Work task:
Which lines in the records below contain the word "branch"? Return each of them.

[Dataset entries]
== Segment start ==

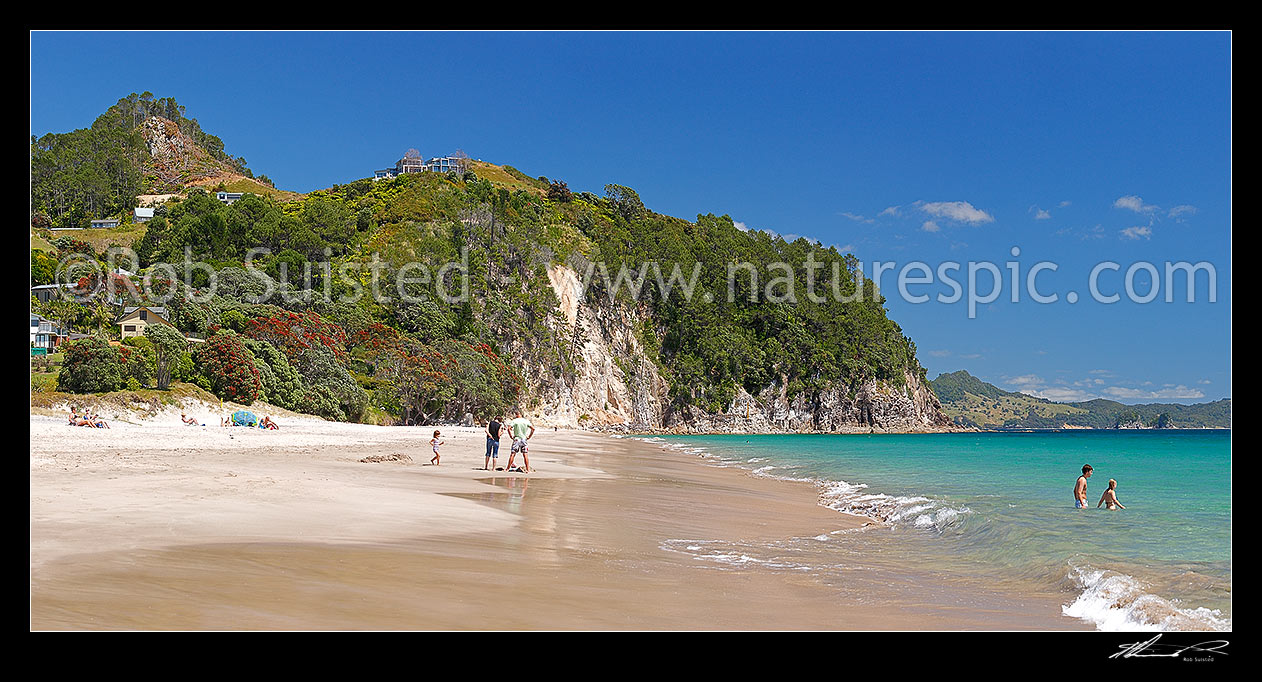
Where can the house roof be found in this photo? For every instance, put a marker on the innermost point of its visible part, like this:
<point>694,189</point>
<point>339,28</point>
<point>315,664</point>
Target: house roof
<point>157,310</point>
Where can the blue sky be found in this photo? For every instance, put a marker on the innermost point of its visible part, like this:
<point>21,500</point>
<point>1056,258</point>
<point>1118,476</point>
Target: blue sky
<point>897,147</point>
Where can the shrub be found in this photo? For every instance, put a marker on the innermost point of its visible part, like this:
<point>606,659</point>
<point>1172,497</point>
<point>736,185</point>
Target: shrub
<point>90,365</point>
<point>171,349</point>
<point>138,361</point>
<point>331,390</point>
<point>229,368</point>
<point>282,384</point>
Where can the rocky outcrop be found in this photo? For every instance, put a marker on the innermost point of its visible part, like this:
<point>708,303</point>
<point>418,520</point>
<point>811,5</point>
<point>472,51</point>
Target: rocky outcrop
<point>870,407</point>
<point>174,158</point>
<point>612,380</point>
<point>615,385</point>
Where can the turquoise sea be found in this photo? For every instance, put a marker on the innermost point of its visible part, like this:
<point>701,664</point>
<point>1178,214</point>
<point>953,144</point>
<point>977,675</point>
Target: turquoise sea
<point>1000,507</point>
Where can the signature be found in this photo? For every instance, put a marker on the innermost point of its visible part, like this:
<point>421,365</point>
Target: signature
<point>1167,651</point>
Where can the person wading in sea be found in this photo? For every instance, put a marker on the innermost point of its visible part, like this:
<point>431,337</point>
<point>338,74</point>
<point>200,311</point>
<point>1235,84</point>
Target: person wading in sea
<point>1080,488</point>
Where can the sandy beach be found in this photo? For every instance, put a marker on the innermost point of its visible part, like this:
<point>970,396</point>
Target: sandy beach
<point>158,526</point>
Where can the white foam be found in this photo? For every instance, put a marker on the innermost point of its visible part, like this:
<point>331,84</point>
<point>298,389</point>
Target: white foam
<point>1117,601</point>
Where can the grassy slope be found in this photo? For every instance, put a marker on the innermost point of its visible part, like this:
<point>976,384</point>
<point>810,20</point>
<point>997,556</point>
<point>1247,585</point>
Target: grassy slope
<point>993,412</point>
<point>504,177</point>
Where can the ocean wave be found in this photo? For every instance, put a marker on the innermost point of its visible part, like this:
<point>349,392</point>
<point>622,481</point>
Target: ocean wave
<point>778,556</point>
<point>1116,601</point>
<point>910,510</point>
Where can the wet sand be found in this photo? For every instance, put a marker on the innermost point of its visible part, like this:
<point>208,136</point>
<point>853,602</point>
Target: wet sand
<point>155,528</point>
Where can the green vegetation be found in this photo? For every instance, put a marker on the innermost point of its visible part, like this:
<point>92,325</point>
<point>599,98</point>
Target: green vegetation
<point>971,402</point>
<point>99,171</point>
<point>317,346</point>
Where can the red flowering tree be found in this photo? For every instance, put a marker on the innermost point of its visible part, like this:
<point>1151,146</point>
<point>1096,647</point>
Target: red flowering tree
<point>418,376</point>
<point>230,368</point>
<point>294,332</point>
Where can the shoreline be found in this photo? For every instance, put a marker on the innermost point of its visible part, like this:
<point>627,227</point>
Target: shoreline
<point>241,529</point>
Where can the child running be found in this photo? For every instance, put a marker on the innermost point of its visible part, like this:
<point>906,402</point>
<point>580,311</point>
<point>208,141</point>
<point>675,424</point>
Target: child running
<point>434,442</point>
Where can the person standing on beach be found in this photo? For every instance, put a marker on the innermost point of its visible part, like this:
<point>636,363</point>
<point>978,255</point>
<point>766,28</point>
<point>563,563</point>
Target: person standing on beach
<point>1080,488</point>
<point>1109,496</point>
<point>434,442</point>
<point>520,441</point>
<point>492,442</point>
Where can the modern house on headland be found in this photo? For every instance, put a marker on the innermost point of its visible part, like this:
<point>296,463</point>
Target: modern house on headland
<point>135,318</point>
<point>413,163</point>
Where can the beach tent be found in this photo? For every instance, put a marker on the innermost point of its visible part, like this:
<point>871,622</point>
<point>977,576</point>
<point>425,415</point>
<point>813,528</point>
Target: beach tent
<point>244,418</point>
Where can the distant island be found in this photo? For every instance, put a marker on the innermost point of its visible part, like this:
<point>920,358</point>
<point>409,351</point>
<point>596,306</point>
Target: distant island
<point>971,402</point>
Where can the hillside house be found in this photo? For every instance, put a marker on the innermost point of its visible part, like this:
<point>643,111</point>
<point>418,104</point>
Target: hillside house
<point>135,318</point>
<point>415,164</point>
<point>44,334</point>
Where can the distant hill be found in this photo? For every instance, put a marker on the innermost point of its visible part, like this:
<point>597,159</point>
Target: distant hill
<point>971,402</point>
<point>140,147</point>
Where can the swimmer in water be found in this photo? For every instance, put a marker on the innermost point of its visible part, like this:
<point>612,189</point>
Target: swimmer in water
<point>1109,496</point>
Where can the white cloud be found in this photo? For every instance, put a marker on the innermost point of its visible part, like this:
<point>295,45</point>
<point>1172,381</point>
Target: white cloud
<point>959,211</point>
<point>1132,202</point>
<point>1179,392</point>
<point>1060,394</point>
<point>1027,380</point>
<point>857,217</point>
<point>1180,211</point>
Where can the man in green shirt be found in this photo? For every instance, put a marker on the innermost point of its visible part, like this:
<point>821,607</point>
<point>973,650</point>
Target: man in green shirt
<point>521,431</point>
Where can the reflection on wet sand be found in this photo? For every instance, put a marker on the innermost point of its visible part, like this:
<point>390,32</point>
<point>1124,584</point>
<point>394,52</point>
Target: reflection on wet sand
<point>627,551</point>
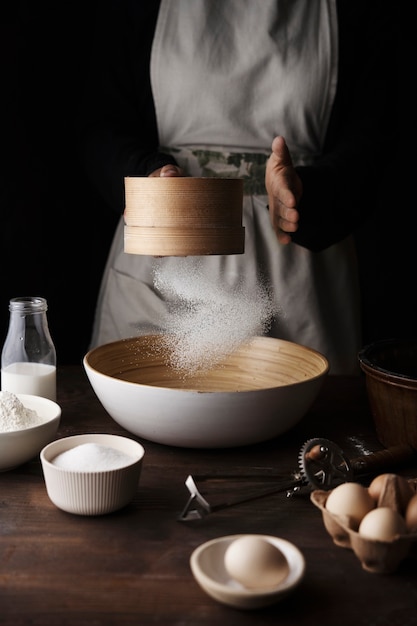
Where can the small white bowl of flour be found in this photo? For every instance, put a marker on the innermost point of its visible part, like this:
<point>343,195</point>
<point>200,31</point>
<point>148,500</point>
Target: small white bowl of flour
<point>27,424</point>
<point>92,474</point>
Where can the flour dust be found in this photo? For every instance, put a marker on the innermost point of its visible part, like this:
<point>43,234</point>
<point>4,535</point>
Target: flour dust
<point>206,321</point>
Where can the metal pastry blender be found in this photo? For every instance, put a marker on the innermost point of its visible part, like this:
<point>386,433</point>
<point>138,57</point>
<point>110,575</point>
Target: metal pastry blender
<point>322,464</point>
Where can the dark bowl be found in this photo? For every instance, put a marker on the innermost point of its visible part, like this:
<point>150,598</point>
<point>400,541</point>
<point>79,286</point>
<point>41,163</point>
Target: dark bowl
<point>390,367</point>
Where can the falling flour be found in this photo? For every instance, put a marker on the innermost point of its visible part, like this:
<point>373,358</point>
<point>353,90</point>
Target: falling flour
<point>14,415</point>
<point>92,457</point>
<point>206,321</point>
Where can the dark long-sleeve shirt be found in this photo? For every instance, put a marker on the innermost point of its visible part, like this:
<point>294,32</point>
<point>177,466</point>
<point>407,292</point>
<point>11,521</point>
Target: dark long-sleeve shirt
<point>119,137</point>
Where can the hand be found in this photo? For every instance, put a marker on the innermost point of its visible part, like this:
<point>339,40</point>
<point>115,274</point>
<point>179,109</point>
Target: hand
<point>167,171</point>
<point>284,189</point>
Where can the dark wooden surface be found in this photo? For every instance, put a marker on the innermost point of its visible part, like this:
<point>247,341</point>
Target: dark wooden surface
<point>132,566</point>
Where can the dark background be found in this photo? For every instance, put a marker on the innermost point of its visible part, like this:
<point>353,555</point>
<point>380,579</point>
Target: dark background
<point>55,231</point>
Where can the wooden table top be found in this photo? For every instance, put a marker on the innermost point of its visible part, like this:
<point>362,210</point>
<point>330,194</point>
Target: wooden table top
<point>132,566</point>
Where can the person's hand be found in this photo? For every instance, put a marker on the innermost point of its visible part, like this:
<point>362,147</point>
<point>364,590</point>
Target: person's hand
<point>167,171</point>
<point>284,189</point>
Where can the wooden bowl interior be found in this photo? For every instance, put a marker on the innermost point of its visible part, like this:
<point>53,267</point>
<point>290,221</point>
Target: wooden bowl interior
<point>263,363</point>
<point>391,358</point>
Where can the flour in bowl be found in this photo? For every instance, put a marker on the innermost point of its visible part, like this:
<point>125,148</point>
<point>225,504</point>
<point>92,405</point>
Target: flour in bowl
<point>92,457</point>
<point>14,415</point>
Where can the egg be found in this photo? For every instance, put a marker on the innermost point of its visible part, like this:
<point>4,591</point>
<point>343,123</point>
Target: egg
<point>382,524</point>
<point>255,562</point>
<point>351,500</point>
<point>411,514</point>
<point>391,489</point>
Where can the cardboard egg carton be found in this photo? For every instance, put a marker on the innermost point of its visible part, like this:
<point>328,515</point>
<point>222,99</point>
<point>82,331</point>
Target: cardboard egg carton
<point>382,557</point>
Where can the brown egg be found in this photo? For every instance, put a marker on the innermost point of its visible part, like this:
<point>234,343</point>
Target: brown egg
<point>382,524</point>
<point>351,500</point>
<point>391,490</point>
<point>411,515</point>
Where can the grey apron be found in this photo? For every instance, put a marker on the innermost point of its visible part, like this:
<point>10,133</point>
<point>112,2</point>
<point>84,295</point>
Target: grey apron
<point>239,73</point>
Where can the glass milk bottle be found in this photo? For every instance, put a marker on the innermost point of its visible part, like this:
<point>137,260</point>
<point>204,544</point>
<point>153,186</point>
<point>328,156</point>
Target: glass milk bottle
<point>28,359</point>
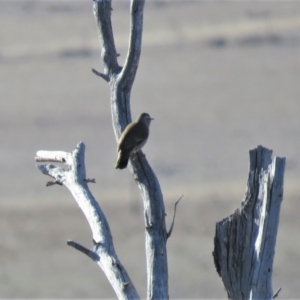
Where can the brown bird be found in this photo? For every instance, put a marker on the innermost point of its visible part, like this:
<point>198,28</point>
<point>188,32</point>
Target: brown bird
<point>132,139</point>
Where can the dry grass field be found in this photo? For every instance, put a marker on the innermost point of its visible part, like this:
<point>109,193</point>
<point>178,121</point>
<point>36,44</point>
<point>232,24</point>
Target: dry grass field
<point>219,78</point>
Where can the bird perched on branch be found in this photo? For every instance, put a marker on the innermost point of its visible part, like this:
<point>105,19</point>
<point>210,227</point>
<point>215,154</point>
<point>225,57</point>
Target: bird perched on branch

== Segment end ==

Solution for this task:
Where can the bird perched on branch be found in this photo? For every instance, put a marker on the innermost point of its visible part, like this:
Target: bird perched on branch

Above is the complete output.